Given problem: Put the lines below into a Markdown table with the columns Number and Text, starting with the line that contains "Reviewer note. Confirm that each instance of the sepia" and going on through the line that contains "<point>129,82</point>". Include only those lines, numbered in order, and skip any blank ones.

Information supplied:
--- --- ---

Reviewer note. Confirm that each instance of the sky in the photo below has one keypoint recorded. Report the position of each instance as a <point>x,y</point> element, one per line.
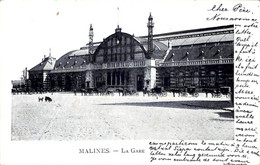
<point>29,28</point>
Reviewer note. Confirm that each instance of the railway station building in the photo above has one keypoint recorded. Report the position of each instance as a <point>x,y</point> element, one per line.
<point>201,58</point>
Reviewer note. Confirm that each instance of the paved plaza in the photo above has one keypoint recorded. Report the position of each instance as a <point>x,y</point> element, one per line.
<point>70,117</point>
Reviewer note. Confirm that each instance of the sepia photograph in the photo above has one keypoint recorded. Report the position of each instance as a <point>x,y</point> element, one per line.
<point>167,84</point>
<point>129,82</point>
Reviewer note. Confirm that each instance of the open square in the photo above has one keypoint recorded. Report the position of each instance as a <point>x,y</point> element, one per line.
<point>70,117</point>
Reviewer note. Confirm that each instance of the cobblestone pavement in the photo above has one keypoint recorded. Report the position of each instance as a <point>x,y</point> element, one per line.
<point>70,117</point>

--- --- ---

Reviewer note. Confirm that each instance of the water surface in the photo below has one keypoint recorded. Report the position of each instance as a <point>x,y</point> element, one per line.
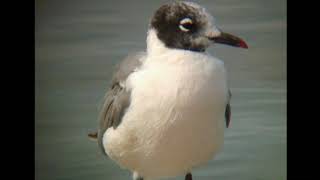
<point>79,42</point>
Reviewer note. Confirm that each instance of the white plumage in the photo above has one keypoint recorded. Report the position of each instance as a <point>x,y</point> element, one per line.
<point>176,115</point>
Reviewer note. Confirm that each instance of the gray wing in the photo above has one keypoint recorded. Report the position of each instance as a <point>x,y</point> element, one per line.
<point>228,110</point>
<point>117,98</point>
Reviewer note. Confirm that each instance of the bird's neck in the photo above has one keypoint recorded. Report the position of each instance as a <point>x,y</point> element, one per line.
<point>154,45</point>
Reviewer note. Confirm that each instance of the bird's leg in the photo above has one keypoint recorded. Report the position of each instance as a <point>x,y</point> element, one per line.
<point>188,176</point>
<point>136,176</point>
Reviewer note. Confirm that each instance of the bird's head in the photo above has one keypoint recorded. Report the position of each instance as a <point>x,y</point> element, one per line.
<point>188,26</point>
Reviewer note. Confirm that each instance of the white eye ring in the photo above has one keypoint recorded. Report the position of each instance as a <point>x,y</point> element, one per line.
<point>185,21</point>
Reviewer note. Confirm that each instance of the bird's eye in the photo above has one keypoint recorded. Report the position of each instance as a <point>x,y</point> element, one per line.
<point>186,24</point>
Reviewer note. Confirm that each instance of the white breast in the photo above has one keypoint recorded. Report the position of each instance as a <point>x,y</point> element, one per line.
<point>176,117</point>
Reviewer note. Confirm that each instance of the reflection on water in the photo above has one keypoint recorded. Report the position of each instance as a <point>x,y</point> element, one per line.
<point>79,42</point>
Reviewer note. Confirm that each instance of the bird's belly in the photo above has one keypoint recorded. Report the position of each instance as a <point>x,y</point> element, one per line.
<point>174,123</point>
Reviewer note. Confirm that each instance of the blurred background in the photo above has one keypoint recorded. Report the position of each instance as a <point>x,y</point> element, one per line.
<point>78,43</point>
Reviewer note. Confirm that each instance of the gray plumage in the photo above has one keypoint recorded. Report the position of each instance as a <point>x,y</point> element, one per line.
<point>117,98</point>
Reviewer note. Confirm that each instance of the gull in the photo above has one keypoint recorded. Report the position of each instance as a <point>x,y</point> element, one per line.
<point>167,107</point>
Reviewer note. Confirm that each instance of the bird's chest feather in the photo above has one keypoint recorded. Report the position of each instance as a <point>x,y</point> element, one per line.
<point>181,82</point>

--- --- ---

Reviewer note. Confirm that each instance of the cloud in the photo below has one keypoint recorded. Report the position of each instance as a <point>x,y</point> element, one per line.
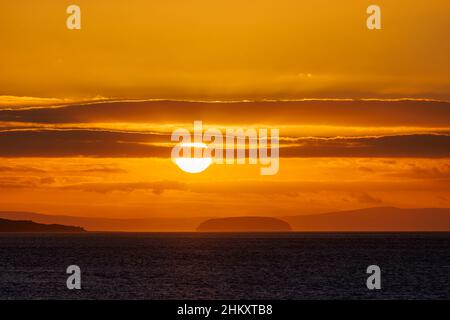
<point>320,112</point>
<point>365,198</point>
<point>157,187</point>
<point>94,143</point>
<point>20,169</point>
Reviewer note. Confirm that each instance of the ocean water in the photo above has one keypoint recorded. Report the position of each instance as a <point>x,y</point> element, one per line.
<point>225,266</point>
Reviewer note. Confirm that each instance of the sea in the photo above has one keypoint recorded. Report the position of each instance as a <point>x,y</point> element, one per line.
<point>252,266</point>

--- --- ---

Written solution:
| Number | Text |
|---|---|
| 1 | Reviewer note. Confirm that each instance of the sepia photograph in the photo above has one keypoint recorded. Report the position of each instance as a <point>x,y</point> element, one per line. |
| 2 | <point>167,84</point> |
| 3 | <point>129,82</point> |